**Data to use**
☆ ☆ ☆
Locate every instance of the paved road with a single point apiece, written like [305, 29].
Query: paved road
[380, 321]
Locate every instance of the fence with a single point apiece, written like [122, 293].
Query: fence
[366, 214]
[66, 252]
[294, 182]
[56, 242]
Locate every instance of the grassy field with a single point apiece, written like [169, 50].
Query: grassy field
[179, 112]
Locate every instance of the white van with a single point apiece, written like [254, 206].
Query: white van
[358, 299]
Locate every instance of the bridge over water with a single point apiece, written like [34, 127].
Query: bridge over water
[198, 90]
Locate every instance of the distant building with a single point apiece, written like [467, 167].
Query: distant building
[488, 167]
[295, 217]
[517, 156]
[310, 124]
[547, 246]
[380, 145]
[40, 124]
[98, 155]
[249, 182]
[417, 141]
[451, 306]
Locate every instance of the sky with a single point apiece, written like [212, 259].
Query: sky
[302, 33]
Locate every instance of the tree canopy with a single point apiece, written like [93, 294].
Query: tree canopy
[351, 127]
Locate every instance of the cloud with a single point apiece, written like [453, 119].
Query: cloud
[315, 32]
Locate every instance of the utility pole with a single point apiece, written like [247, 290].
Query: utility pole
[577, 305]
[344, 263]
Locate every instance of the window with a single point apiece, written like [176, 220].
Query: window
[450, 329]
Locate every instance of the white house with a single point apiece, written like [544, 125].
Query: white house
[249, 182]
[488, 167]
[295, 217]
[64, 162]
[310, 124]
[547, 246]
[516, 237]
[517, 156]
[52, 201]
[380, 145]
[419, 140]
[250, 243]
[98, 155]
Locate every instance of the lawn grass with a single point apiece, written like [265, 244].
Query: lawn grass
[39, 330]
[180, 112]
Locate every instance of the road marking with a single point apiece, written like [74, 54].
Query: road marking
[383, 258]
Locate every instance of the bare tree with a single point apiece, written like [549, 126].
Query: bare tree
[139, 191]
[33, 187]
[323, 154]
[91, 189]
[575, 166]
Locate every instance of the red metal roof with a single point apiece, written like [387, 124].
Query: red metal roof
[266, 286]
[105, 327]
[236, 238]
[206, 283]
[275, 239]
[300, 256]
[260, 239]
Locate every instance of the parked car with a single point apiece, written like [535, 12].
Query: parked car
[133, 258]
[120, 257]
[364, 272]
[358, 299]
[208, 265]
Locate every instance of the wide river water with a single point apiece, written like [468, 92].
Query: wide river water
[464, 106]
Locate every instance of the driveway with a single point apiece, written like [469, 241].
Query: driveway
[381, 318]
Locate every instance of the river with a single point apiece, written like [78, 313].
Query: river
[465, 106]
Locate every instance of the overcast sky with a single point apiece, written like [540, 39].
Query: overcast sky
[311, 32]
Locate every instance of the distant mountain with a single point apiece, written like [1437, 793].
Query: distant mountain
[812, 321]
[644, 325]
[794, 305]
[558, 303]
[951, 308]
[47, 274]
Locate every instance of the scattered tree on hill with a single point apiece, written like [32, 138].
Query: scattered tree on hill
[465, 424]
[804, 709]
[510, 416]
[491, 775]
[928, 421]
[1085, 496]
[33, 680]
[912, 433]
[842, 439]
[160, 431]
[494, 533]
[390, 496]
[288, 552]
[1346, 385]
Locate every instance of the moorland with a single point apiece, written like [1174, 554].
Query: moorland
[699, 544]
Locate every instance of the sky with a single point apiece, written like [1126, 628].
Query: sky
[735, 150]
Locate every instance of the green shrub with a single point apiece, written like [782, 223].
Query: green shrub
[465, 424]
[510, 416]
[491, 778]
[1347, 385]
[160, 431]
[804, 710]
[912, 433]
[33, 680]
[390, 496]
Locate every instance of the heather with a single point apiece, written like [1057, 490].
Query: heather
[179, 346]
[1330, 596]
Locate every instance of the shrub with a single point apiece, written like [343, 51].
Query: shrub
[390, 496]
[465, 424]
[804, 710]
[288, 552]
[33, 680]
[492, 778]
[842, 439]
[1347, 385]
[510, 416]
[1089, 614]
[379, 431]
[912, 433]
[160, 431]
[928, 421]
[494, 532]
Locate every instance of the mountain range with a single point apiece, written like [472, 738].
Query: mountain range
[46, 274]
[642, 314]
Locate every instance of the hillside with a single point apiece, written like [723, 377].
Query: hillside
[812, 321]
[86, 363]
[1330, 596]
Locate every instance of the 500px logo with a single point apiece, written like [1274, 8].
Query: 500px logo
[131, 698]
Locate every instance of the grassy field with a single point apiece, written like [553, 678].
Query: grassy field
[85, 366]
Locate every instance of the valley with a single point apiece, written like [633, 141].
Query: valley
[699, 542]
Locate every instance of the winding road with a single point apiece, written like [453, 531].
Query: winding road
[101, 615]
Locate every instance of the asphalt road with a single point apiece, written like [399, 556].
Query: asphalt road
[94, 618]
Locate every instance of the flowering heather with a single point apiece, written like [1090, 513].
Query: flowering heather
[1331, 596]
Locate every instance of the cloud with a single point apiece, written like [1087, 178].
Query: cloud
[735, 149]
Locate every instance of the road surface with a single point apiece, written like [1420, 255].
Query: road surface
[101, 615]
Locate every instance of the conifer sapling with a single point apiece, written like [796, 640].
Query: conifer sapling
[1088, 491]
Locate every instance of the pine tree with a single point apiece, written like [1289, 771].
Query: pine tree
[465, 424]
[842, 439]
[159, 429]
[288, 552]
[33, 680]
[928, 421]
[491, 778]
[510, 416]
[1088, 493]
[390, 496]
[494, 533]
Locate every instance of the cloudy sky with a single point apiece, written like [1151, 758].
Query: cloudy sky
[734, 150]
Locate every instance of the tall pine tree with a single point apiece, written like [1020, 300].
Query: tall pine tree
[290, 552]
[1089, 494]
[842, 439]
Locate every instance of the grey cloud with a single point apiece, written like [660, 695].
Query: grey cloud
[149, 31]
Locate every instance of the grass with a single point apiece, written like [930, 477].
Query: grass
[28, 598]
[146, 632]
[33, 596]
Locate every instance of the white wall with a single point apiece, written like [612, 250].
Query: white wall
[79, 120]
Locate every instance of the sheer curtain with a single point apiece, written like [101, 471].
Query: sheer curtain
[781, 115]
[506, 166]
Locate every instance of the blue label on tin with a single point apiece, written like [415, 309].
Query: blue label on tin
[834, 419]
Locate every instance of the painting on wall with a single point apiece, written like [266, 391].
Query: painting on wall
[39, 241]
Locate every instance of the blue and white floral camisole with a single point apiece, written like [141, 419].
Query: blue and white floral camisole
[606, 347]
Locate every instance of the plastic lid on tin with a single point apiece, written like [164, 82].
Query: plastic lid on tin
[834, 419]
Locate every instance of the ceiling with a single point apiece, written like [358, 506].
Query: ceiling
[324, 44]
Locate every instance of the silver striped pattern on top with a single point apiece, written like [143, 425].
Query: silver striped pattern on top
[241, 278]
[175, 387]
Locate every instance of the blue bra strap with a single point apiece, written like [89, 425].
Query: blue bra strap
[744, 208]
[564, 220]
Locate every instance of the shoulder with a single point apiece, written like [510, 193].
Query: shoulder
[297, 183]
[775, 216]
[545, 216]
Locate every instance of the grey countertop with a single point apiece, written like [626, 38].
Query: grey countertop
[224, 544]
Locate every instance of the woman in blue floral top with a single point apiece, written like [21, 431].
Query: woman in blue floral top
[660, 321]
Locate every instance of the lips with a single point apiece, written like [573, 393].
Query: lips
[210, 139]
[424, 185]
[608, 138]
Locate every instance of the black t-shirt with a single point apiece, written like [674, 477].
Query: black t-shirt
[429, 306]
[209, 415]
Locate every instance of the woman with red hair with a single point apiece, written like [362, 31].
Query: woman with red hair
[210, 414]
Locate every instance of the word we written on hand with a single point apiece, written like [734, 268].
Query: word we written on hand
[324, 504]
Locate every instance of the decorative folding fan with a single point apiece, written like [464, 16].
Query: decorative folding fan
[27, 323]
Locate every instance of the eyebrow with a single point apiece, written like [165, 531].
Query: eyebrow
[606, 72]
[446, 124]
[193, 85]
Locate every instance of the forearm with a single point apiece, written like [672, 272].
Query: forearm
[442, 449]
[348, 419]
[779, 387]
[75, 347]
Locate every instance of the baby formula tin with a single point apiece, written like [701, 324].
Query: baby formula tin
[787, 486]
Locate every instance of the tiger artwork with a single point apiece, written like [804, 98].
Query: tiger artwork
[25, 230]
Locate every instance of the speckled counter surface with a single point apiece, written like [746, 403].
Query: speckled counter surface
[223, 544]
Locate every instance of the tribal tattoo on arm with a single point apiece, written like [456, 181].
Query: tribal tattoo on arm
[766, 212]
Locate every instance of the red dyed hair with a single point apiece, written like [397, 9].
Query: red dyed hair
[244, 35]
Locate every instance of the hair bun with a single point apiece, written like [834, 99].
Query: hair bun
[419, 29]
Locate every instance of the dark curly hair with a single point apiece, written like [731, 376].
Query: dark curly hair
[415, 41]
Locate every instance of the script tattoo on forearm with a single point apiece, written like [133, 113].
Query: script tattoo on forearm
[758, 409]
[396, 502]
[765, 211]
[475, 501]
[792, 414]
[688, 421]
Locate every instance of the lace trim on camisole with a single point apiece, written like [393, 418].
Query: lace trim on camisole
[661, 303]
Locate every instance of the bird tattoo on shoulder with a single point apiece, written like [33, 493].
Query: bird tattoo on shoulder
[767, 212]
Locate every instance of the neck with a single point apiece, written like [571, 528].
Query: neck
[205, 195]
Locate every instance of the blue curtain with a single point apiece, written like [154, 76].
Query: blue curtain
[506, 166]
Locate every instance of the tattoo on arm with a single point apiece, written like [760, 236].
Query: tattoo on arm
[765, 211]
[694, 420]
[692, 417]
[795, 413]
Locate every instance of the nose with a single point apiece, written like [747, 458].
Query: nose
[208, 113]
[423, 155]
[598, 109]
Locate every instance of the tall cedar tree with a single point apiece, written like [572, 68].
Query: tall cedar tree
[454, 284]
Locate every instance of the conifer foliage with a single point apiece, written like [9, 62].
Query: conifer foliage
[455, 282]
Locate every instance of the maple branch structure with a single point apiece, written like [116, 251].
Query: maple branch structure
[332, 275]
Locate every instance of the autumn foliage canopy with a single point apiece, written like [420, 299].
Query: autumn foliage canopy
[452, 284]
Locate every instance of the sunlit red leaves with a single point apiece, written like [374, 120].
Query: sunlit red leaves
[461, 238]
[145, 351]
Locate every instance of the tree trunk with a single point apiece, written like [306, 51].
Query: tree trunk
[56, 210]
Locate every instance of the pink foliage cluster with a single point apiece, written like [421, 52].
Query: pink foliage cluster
☆ ☆ ☆
**Exercise details**
Each line from the one containing "Locate every instance of the conifer foliage" to the end of the listing above should be copied exactly, and nothing else.

**Output below**
Locate every instance of the conifer foliage with a single point apiece, written like [9, 62].
Query: conifer foliage
[455, 282]
Locate every instance of the maple branch structure with a single point apiece, written like [116, 251].
Query: maple branch structure
[332, 275]
Locate every instance of the autumn foliage canopy with a single point apiece, written like [420, 299].
Query: autumn foliage canopy
[452, 284]
Locate every instance of the sunlit red leaves with a single point apiece, written like [374, 120].
Query: sunlit red leaves
[461, 238]
[145, 351]
Locate every instance of the tree trunk with a single point apiece, written like [306, 51].
Query: tree trunk
[56, 210]
Locate every instance of the pink foliage cluster with a single point apiece, written like [421, 52].
Query: pink foliage cluster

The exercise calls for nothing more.